=== Material provided ===
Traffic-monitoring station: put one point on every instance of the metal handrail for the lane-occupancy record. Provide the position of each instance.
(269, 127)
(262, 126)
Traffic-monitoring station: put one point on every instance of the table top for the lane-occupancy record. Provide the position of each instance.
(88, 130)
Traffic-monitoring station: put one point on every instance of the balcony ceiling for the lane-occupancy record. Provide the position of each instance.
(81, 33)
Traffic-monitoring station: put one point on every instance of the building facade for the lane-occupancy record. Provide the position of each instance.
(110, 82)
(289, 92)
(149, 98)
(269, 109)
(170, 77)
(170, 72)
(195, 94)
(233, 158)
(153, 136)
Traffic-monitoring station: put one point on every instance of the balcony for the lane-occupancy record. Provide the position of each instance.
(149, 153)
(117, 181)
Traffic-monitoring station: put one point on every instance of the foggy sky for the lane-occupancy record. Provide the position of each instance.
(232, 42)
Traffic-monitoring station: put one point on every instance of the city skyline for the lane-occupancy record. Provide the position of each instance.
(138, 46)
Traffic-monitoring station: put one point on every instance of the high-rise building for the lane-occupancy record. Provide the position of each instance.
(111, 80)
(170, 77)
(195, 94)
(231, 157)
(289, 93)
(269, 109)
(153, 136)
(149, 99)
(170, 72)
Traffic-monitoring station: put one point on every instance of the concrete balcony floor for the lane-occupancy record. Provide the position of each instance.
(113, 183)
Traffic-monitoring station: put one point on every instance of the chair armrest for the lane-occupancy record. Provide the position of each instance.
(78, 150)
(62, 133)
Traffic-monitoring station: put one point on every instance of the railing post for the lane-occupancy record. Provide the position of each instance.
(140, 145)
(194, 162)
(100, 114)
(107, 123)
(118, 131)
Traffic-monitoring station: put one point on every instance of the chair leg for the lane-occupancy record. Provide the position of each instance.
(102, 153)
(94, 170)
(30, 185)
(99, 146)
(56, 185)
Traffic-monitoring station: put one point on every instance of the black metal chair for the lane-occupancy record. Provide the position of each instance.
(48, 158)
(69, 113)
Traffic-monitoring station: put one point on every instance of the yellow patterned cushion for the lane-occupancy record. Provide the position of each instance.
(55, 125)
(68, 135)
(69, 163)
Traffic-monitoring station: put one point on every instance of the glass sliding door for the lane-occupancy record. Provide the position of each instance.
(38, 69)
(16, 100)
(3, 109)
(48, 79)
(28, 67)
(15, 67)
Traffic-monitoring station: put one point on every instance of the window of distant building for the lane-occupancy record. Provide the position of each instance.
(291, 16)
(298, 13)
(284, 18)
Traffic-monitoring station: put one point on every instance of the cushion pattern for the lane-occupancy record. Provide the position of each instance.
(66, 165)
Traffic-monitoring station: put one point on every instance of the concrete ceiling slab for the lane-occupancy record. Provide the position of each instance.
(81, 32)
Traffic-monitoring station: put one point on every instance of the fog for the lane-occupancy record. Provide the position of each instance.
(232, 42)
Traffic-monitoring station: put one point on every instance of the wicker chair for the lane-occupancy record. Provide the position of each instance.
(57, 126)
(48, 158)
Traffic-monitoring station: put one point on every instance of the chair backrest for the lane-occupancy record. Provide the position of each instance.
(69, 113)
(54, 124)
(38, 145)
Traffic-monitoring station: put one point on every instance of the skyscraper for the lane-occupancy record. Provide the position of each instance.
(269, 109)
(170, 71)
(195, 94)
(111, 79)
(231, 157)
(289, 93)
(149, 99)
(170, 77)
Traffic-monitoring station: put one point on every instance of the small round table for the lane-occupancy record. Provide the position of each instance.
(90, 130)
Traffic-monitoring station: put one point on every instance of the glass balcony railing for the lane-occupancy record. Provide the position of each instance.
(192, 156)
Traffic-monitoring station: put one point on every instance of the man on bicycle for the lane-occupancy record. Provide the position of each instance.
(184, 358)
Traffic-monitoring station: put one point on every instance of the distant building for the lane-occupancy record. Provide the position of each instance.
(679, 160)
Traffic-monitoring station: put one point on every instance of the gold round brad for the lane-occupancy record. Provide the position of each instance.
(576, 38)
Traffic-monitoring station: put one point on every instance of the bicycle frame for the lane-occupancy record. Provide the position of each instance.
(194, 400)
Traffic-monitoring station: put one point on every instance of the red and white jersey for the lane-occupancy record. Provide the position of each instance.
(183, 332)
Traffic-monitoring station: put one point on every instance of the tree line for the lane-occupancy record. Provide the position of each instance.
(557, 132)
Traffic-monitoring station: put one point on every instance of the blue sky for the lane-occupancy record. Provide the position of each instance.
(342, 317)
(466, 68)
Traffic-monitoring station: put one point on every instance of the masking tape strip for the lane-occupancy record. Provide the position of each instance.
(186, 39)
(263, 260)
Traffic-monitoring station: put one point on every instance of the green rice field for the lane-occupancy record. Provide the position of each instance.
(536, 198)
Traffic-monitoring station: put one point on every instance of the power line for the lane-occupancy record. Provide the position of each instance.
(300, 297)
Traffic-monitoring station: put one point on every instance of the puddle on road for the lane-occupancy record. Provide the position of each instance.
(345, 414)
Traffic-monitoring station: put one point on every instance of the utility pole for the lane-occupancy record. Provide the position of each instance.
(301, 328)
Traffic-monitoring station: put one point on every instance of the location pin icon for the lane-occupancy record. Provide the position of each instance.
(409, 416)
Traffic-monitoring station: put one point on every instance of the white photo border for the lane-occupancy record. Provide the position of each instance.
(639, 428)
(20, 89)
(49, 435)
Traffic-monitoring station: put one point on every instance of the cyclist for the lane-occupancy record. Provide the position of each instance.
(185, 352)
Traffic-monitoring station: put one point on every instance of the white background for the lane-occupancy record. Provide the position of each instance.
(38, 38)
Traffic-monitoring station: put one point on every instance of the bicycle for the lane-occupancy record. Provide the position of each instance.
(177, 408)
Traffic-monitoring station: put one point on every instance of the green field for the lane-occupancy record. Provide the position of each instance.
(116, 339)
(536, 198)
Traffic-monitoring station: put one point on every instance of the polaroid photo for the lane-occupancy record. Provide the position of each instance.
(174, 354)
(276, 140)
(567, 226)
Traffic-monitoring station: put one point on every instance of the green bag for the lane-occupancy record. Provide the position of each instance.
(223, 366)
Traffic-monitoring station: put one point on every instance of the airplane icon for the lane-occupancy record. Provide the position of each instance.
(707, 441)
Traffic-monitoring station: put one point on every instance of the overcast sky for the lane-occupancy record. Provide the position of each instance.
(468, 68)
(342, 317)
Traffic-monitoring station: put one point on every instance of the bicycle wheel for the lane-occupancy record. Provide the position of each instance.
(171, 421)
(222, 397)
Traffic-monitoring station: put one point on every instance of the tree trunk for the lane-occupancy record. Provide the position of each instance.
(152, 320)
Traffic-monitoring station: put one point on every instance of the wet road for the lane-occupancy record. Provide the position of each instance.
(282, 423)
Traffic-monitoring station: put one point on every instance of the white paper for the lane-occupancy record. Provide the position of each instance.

=== Brief ===
The records above are to be repeated exactly, in their entirety.

=== Result of this task ===
Traffic-monitoring station: put one point on every instance of the metal handrail for the lane-occupancy record. Provide the position of each instance.
(269, 127)
(262, 126)
Traffic-monitoring station: put one point on every instance of the table top for the lane-occupancy record. Provide the position of each instance.
(88, 130)
Traffic-monitoring station: put one point on every instance of the balcony ceiling for the lane-occupancy record. Provide the position of each instance.
(81, 33)
Traffic-monitoring station: put one point on every instance of the building facade for the lane-occupancy record. Provide the position of each instance.
(110, 82)
(289, 92)
(149, 98)
(269, 109)
(170, 77)
(170, 72)
(195, 94)
(233, 158)
(153, 136)
Traffic-monitoring station: put one point on every instance of the balcony for the lane-occupancy record. Provide the position of each instance.
(149, 153)
(117, 181)
Traffic-monitoring station: put one point on every instance of the foggy sky for the lane-occupancy record. Provide the position of each instance.
(232, 42)
Traffic-monitoring station: put one point on every instance of the city skyline for the lane-occupancy record. Provide the position of each instance.
(138, 46)
Traffic-monitoring station: put one point on every instance of the high-rise building for the lane-occupancy record. Provide the position of each instance.
(111, 80)
(170, 77)
(195, 94)
(231, 157)
(289, 93)
(269, 109)
(153, 136)
(149, 99)
(170, 72)
Traffic-monitoring station: put one point on every instance of the concrete balcony floor for the lane-occupancy record. Provide the position of each instance.
(113, 183)
Traffic-monitoring station: put one point on every instance of the chair armrest for the lane-occupancy record. Provide the position of each instance.
(78, 150)
(62, 133)
Traffic-monitoring station: put one point on every instance of the railing post for the lane-occupancy record. Provide the position of each instance.
(140, 145)
(194, 162)
(100, 114)
(107, 123)
(118, 131)
Traffic-monitoring station: put one point on every instance of the chair leg for the lane-occupancy record. Provide the position of each instance.
(102, 153)
(94, 170)
(30, 185)
(99, 146)
(56, 185)
Traffic-monitoring station: put one point on every instance of the black metal chair for the lane-occupancy record. Provide the position of each instance.
(48, 158)
(69, 113)
Traffic-monitoring station: put one point on every instance of the yellow patterned cushion for the lane-occupancy record. Provide the position of each instance.
(55, 125)
(68, 135)
(69, 163)
Traffic-monitoring station: put one point on every instance of the glass sliding door for the lane-occupancy record. Provide the position of each instance.
(38, 69)
(16, 100)
(3, 109)
(48, 79)
(28, 67)
(15, 67)
Traffic-monitoring station: put one point on every instance of the window of distant building for the lane-occupancy record. Provide the position of each instance.
(291, 16)
(298, 13)
(284, 18)
Traffic-monitoring station: put one point on every instance of the cushion pattern for the lane-occupancy record. Provide the position of each instance.
(66, 165)
Traffic-monitoring station: put one point on every instance of the concrete ceiling slab for the lane-occupancy record. Provide the position of each instance.
(81, 32)
Traffic-monitoring station: put one point on every instance of the fog for the lane-occupancy record. Provide the position of each instance.
(232, 42)
Traffic-monitoring station: put one point on every instance of the wicker chair for the lane-occupancy record. Provide the position of each instance.
(57, 126)
(48, 158)
Traffic-monitoring station: put one point on every instance of the chair backrest for the lane-occupancy record. Provide the position of each instance.
(69, 113)
(54, 124)
(38, 145)
Traffic-monitoring station: put one point on every instance of the skyscraper for the lane-occupancy record. Provide the position of each instance.
(269, 109)
(170, 71)
(195, 94)
(111, 79)
(231, 157)
(289, 93)
(149, 99)
(170, 77)
Traffic-monitoring station: put one point on every instance of the small round table for the lane-occupancy record. Provide the position of each instance.
(90, 130)
Traffic-monitoring station: put one point on every instance of the glass balcony railing for the lane-occupancy record. Provide the position of each instance.
(192, 156)
Traffic-monitoring station: put one point on every instance of the man on bicycle for the lane-occupancy record. Provide the position of each instance.
(184, 358)
Traffic-monitoring station: put one point on every instance of the distant building for the lane-occupancy record. Provide the position of each instance.
(679, 160)
Traffic-monitoring station: put one point on every instance of the gold round brad for the lane-occupancy record. Provide the position of each instance.
(576, 38)
Traffic-monitoring station: put one point on every instance of the bicycle frame for the lane-occupancy record. Provide the position of each instance.
(194, 400)
Traffic-monitoring station: put one point on every instance of the red and white jersey for the lane-occupancy record. Provide the position of each instance.
(183, 332)
Traffic-monitoring station: put one point on every instance of the tree line for the lane-occupancy record. Provide the position of each instance.
(557, 132)
Traffic-monitoring station: put one point on every instance of the blue sky for the lane-occupancy record. Provide the position of each instance.
(342, 317)
(466, 68)
Traffic-monitoring station: put one point on every instance of the masking tape strip for the lane-occupancy record. Provide the position of each instance.
(186, 39)
(263, 260)
Traffic-monitoring station: put one point on every instance of the green rice field for the lane-occupancy record. Provide the position of each instance.
(536, 198)
Traffic-monitoring station: put one point on every instance of the power line for the lane-occupancy record. Provide the position of each instance.
(300, 297)
Traffic-monitoring station: put one point on every instance of the puddle on road for the lane-occupancy record. Provide the position of each instance.
(345, 414)
Traffic-monitoring station: put one point on every instance of the utility pole for the lane-occupancy record. Provide the position of each instance.
(301, 328)
Traffic-monitoring station: put one point on every instance of the location pin icon for the lane-occupancy record. Provide the position of each instance.
(409, 416)
Traffic-monitoring station: put one point on every instance of the white photo border for the lane-occupancy record. Provide the position of each instance.
(639, 428)
(20, 89)
(49, 435)
Traffic-monitoring station: put one point on every instance of the cyclist for the lane-occupancy record. Provide the position of each instance.
(185, 352)
Traffic-monitoring station: put one point on every instance of the white background for the lane-occupancy record. Provide the position of each instance.
(38, 38)
Traffic-monitoring station: put one point on every instance of the bicycle for the lane-occupancy record. Provide the position of each instance.
(177, 408)
Traffic-monitoring station: put one point on every instance of the green field for the lane-occupancy record. Provide the position of each instance.
(116, 339)
(536, 198)
Traffic-monitoring station: put one point on every instance of the polaroid photo for the lane-occupancy record. Provide the position of each instance.
(174, 354)
(276, 140)
(567, 226)
Traffic-monitoring station: put one point on every instance of the green bag for the lane-occupancy record. Provide the position of each instance.
(223, 366)
Traffic-monitoring station: put one point on every instance of the airplane icon for the lane-occupancy record. Provide the position of each instance.
(707, 441)
Traffic-monitoring station: put one point on every instance of the overcast sky for the lane-occupancy record. Provide the position of each instance.
(468, 68)
(342, 317)
Traffic-monitoring station: put one point on every instance of the bicycle wheel for the lane-occupancy record. Provide the position of each instance.
(171, 421)
(222, 397)
Traffic-monitoring station: put one point on every instance of the tree trunk for the lane-occupancy record. Provide the position of each instance.
(152, 320)
Traffic-monitoring station: put one point on every instance of the wet road for the lane-occupancy record. Provide the position of each instance.
(282, 423)
Traffic-monitoring station: put one point on every instance of the white paper for the lane-occupancy record. Provide the position of each instance.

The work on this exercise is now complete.